━━━ DATA PROVIDED ━━━

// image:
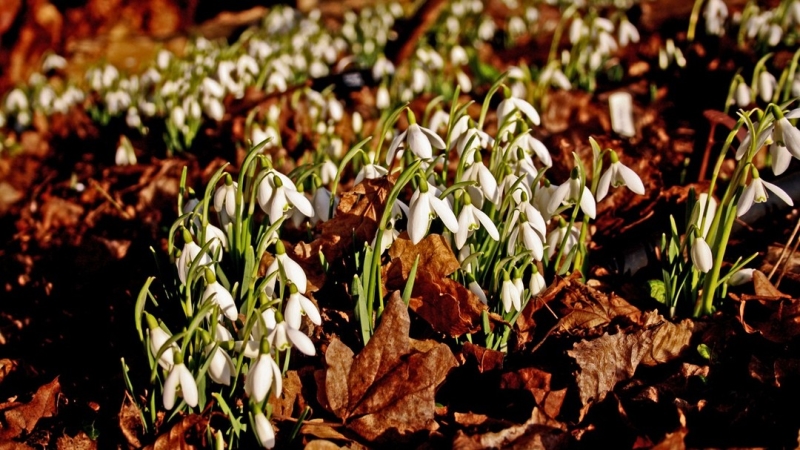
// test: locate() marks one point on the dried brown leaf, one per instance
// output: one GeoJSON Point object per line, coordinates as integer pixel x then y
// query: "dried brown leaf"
{"type": "Point", "coordinates": [383, 352]}
{"type": "Point", "coordinates": [80, 441]}
{"type": "Point", "coordinates": [22, 417]}
{"type": "Point", "coordinates": [391, 383]}
{"type": "Point", "coordinates": [448, 306]}
{"type": "Point", "coordinates": [486, 359]}
{"type": "Point", "coordinates": [609, 359]}
{"type": "Point", "coordinates": [539, 432]}
{"type": "Point", "coordinates": [189, 427]}
{"type": "Point", "coordinates": [537, 382]}
{"type": "Point", "coordinates": [6, 367]}
{"type": "Point", "coordinates": [436, 258]}
{"type": "Point", "coordinates": [130, 421]}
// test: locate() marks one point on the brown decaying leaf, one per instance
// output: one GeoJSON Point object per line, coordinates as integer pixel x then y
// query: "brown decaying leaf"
{"type": "Point", "coordinates": [769, 312]}
{"type": "Point", "coordinates": [80, 441]}
{"type": "Point", "coordinates": [22, 417]}
{"type": "Point", "coordinates": [609, 359]}
{"type": "Point", "coordinates": [192, 425]}
{"type": "Point", "coordinates": [387, 390]}
{"type": "Point", "coordinates": [6, 367]}
{"type": "Point", "coordinates": [588, 308]}
{"type": "Point", "coordinates": [446, 305]}
{"type": "Point", "coordinates": [485, 358]}
{"type": "Point", "coordinates": [539, 432]}
{"type": "Point", "coordinates": [537, 382]}
{"type": "Point", "coordinates": [130, 421]}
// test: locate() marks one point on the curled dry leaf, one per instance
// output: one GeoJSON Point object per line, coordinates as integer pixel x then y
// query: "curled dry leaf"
{"type": "Point", "coordinates": [191, 426]}
{"type": "Point", "coordinates": [446, 305]}
{"type": "Point", "coordinates": [22, 417]}
{"type": "Point", "coordinates": [387, 390]}
{"type": "Point", "coordinates": [609, 359]}
{"type": "Point", "coordinates": [537, 382]}
{"type": "Point", "coordinates": [539, 432]}
{"type": "Point", "coordinates": [486, 359]}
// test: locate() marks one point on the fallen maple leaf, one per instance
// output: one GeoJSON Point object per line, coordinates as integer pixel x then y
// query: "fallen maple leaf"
{"type": "Point", "coordinates": [609, 359]}
{"type": "Point", "coordinates": [387, 390]}
{"type": "Point", "coordinates": [22, 417]}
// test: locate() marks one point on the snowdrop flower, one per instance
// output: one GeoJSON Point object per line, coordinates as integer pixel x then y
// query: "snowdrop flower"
{"type": "Point", "coordinates": [556, 236]}
{"type": "Point", "coordinates": [715, 14]}
{"type": "Point", "coordinates": [702, 259]}
{"type": "Point", "coordinates": [424, 206]}
{"type": "Point", "coordinates": [618, 175]}
{"type": "Point", "coordinates": [528, 228]}
{"type": "Point", "coordinates": [510, 295]}
{"type": "Point", "coordinates": [419, 140]}
{"type": "Point", "coordinates": [262, 375]}
{"type": "Point", "coordinates": [482, 176]}
{"type": "Point", "coordinates": [125, 155]}
{"type": "Point", "coordinates": [470, 219]}
{"type": "Point", "coordinates": [458, 56]}
{"type": "Point", "coordinates": [627, 33]}
{"type": "Point", "coordinates": [221, 367]}
{"type": "Point", "coordinates": [370, 171]}
{"type": "Point", "coordinates": [264, 431]}
{"type": "Point", "coordinates": [216, 293]}
{"type": "Point", "coordinates": [766, 85]}
{"type": "Point", "coordinates": [756, 192]}
{"type": "Point", "coordinates": [742, 276]}
{"type": "Point", "coordinates": [179, 377]}
{"type": "Point", "coordinates": [537, 284]}
{"type": "Point", "coordinates": [294, 273]}
{"type": "Point", "coordinates": [283, 336]}
{"type": "Point", "coordinates": [569, 193]}
{"type": "Point", "coordinates": [225, 198]}
{"type": "Point", "coordinates": [189, 254]}
{"type": "Point", "coordinates": [698, 209]}
{"type": "Point", "coordinates": [277, 194]}
{"type": "Point", "coordinates": [382, 99]}
{"type": "Point", "coordinates": [297, 305]}
{"type": "Point", "coordinates": [742, 95]}
{"type": "Point", "coordinates": [159, 337]}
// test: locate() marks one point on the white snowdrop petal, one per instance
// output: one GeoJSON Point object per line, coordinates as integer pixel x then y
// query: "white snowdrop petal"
{"type": "Point", "coordinates": [779, 192]}
{"type": "Point", "coordinates": [188, 385]}
{"type": "Point", "coordinates": [632, 179]}
{"type": "Point", "coordinates": [444, 212]}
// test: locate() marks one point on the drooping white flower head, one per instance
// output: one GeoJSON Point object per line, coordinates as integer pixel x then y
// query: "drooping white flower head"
{"type": "Point", "coordinates": [297, 305]}
{"type": "Point", "coordinates": [424, 206]}
{"type": "Point", "coordinates": [537, 284]}
{"type": "Point", "coordinates": [510, 295]}
{"type": "Point", "coordinates": [569, 193]}
{"type": "Point", "coordinates": [756, 192]}
{"type": "Point", "coordinates": [179, 377]}
{"type": "Point", "coordinates": [420, 140]}
{"type": "Point", "coordinates": [283, 264]}
{"type": "Point", "coordinates": [527, 228]}
{"type": "Point", "coordinates": [264, 431]}
{"type": "Point", "coordinates": [470, 219]}
{"type": "Point", "coordinates": [277, 194]}
{"type": "Point", "coordinates": [618, 175]}
{"type": "Point", "coordinates": [217, 293]}
{"type": "Point", "coordinates": [702, 259]}
{"type": "Point", "coordinates": [262, 375]}
{"type": "Point", "coordinates": [225, 197]}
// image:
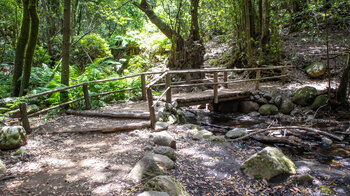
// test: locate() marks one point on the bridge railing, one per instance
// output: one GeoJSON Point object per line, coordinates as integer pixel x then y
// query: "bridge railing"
{"type": "Point", "coordinates": [188, 83]}
{"type": "Point", "coordinates": [87, 97]}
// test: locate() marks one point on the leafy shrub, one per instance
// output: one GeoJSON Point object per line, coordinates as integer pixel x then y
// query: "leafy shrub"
{"type": "Point", "coordinates": [92, 46]}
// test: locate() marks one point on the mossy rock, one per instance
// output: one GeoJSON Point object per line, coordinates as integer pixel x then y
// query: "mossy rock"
{"type": "Point", "coordinates": [319, 101]}
{"type": "Point", "coordinates": [12, 137]}
{"type": "Point", "coordinates": [268, 109]}
{"type": "Point", "coordinates": [305, 96]}
{"type": "Point", "coordinates": [287, 106]}
{"type": "Point", "coordinates": [316, 69]}
{"type": "Point", "coordinates": [166, 184]}
{"type": "Point", "coordinates": [268, 163]}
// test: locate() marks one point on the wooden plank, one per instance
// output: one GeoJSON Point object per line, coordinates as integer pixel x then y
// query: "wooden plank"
{"type": "Point", "coordinates": [167, 85]}
{"type": "Point", "coordinates": [86, 96]}
{"type": "Point", "coordinates": [257, 83]}
{"type": "Point", "coordinates": [24, 117]}
{"type": "Point", "coordinates": [151, 108]}
{"type": "Point", "coordinates": [143, 86]}
{"type": "Point", "coordinates": [225, 79]}
{"type": "Point", "coordinates": [109, 114]}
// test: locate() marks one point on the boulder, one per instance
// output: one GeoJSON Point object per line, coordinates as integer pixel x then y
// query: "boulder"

━━━

• [DIRECTIVE]: From the line containing "plank, one per instance" through the final line of the listing above, retype every line exactly; leave out everything else.

• [ANSWER FOR THIS EXERCISE]:
// test: locate() marks one point on the wooden plank, one per instance
// output: one GeoJSON Point object per line, coordinates as integer pixel x then y
// query: "wooden plank"
{"type": "Point", "coordinates": [167, 85]}
{"type": "Point", "coordinates": [86, 96]}
{"type": "Point", "coordinates": [257, 83]}
{"type": "Point", "coordinates": [24, 117]}
{"type": "Point", "coordinates": [151, 108]}
{"type": "Point", "coordinates": [143, 86]}
{"type": "Point", "coordinates": [225, 79]}
{"type": "Point", "coordinates": [109, 114]}
// test: locate() marks one point on the boulder, one per instance
// output: one GeoJSON Point object per line, coordinates as integer pixel x then y
// query: "boulder"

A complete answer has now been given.